Reproduce verbatim every line from the one that includes "Can you find the gray carpet" to the closing line of the entries; omit everything before it.

**GIVEN DATA**
<<<<
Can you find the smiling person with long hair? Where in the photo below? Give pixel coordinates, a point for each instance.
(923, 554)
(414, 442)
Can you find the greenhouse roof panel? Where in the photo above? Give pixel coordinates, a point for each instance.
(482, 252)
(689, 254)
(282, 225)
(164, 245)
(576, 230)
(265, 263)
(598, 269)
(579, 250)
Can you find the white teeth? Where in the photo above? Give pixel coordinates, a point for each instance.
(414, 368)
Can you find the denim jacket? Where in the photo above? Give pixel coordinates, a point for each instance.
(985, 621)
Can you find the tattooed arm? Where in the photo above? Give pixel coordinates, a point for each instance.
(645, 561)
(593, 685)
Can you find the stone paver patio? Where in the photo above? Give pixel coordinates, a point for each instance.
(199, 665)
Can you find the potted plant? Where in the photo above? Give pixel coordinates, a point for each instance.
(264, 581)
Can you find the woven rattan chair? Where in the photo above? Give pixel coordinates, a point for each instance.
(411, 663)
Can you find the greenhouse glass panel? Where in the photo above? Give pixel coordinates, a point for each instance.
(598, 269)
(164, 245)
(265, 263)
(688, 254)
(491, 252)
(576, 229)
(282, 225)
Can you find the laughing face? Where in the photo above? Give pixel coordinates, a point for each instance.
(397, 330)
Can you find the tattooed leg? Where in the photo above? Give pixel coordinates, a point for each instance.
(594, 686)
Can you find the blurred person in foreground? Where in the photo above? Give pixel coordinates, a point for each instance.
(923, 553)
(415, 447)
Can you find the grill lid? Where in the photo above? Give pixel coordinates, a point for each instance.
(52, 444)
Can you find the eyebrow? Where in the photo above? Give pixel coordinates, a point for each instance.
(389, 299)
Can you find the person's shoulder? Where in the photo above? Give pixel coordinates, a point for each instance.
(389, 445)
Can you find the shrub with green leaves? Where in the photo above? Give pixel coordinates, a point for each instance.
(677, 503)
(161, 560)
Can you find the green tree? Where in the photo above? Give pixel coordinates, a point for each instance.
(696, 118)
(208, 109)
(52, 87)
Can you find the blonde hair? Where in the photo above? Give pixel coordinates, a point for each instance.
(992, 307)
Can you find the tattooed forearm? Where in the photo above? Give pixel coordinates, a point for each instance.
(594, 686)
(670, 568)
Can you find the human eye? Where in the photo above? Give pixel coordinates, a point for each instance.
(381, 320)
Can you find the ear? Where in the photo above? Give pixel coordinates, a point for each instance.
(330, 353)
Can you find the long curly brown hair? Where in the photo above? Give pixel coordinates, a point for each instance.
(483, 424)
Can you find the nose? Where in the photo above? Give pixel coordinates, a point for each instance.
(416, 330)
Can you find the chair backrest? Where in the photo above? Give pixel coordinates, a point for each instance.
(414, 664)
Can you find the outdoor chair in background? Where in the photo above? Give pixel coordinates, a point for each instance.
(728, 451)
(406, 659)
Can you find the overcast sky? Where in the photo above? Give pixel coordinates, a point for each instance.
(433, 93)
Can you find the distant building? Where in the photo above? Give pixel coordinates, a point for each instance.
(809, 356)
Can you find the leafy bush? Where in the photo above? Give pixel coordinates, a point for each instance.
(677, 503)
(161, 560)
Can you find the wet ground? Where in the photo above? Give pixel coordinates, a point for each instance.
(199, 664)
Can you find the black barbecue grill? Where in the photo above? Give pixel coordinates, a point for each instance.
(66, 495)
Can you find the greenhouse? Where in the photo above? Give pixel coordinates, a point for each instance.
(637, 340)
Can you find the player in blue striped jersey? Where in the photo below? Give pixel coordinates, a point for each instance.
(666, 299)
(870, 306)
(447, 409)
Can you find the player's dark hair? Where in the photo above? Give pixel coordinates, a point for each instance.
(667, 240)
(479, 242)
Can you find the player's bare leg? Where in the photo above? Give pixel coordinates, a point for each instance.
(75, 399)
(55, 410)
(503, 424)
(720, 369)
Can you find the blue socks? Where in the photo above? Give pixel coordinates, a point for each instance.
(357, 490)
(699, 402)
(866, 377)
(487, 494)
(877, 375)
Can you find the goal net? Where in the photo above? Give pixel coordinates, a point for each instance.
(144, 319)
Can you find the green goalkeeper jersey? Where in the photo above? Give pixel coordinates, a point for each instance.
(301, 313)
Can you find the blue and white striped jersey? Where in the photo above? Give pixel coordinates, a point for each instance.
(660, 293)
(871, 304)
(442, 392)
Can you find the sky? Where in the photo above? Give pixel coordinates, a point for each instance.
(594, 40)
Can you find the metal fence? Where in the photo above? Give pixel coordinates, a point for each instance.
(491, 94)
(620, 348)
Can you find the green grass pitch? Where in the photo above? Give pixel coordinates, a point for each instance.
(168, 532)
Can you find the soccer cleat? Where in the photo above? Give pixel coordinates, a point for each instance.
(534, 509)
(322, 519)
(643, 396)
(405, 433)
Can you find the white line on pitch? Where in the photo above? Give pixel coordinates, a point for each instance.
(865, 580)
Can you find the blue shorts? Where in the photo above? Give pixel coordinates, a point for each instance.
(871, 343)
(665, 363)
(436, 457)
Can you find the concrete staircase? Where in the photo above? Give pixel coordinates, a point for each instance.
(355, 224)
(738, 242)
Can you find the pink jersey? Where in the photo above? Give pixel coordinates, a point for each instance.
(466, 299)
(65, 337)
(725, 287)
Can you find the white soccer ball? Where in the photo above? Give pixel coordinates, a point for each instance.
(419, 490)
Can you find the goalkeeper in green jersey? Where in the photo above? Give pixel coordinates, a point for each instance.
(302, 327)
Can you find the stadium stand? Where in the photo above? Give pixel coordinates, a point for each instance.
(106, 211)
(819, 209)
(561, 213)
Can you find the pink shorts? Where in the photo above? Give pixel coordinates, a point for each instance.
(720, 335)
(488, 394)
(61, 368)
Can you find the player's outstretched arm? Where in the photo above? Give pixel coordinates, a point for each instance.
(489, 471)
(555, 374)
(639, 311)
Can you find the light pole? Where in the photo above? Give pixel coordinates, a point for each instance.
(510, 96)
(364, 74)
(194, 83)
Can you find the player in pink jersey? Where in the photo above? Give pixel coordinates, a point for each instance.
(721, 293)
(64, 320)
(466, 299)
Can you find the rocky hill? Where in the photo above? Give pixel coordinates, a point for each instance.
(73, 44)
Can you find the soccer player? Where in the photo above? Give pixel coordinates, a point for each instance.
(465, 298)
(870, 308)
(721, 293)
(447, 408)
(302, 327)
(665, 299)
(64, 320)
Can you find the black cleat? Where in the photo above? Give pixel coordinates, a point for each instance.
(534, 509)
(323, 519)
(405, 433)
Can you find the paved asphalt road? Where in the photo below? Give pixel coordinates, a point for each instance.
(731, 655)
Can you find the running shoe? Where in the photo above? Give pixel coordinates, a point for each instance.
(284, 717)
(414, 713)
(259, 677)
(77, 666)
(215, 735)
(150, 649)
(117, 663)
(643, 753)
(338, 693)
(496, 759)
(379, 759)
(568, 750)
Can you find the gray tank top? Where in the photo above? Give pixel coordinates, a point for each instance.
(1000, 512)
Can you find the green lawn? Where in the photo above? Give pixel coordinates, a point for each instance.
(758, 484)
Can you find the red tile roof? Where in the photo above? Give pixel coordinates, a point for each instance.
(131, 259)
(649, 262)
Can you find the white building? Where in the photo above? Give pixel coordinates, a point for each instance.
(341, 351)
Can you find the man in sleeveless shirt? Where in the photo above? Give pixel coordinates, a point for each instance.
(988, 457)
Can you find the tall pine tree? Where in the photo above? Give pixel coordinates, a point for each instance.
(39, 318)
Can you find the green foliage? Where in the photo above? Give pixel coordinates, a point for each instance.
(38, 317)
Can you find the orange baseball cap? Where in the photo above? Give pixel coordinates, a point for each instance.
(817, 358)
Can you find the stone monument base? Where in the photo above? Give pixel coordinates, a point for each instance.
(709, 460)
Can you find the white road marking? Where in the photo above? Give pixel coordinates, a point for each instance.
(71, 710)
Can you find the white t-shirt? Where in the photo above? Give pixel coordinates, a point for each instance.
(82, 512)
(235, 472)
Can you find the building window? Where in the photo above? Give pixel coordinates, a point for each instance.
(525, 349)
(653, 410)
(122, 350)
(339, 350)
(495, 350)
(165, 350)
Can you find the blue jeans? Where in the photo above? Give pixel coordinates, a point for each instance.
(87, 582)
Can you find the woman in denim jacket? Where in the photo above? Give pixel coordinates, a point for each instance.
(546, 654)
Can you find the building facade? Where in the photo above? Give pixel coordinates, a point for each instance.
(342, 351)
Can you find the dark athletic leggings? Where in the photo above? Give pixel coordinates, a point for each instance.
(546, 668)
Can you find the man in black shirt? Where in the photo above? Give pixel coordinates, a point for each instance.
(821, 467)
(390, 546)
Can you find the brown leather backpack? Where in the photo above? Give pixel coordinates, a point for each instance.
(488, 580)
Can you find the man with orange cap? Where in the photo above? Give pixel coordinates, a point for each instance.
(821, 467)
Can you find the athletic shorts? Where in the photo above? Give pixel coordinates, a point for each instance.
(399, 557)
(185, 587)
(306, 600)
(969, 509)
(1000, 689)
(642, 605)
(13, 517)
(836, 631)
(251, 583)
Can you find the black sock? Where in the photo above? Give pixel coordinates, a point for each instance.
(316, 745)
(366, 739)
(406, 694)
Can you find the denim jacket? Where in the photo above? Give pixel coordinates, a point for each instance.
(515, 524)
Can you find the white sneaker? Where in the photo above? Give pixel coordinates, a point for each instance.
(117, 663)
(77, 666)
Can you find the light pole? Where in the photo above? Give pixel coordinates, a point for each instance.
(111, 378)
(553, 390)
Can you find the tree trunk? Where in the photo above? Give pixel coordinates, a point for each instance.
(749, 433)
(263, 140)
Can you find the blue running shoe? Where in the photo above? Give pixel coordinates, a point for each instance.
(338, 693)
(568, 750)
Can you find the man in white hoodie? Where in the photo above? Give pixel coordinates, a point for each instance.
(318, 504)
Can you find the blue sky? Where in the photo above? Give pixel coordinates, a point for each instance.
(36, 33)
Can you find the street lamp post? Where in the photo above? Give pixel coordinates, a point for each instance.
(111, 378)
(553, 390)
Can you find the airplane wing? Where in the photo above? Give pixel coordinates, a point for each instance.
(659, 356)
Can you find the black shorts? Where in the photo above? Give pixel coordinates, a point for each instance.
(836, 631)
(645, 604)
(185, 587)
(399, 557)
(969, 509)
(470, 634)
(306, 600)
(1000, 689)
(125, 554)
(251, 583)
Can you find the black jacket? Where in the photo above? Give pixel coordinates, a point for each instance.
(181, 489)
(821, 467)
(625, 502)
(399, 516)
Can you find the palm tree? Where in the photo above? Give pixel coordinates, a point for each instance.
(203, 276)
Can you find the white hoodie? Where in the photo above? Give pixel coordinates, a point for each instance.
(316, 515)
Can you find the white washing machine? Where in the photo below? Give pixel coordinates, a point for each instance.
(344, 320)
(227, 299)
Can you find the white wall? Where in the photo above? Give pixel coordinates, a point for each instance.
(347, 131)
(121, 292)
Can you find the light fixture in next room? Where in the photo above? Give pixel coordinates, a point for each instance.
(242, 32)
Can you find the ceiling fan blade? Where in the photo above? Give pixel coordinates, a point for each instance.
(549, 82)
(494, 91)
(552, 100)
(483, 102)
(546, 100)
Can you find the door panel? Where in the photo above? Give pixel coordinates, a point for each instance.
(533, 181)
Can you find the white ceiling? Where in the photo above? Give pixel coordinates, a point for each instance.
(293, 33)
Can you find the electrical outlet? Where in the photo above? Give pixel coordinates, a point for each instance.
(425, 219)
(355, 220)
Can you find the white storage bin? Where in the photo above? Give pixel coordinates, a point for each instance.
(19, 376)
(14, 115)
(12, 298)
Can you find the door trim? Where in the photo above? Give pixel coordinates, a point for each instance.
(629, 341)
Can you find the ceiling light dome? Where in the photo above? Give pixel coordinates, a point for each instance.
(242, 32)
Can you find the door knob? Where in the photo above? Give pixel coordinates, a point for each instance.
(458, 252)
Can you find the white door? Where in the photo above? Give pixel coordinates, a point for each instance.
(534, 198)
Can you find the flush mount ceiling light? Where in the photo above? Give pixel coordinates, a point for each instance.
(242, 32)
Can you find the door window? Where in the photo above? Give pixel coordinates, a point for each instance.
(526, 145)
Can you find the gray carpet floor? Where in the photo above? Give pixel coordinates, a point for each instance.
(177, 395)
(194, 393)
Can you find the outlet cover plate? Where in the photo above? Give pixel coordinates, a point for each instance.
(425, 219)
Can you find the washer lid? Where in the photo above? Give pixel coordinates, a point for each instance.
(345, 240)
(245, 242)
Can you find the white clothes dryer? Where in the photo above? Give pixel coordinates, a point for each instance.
>>>>
**OUTPUT FOR THIS TASK**
Can you find the gray carpet floor? Where in the photo above? Give pixel coordinates, a point for each instance.
(177, 395)
(194, 393)
Can you find the outlet cover plate? Where in the photo above? Give pixel coordinates, a point for each instance.
(425, 219)
Can you find the washer lid? Where in the photo above? Give pixel coordinates, a point for each instance.
(345, 240)
(245, 242)
Can you find the white clothes dryer? Where in the photo above? Give pixel coordinates, a point for each instance.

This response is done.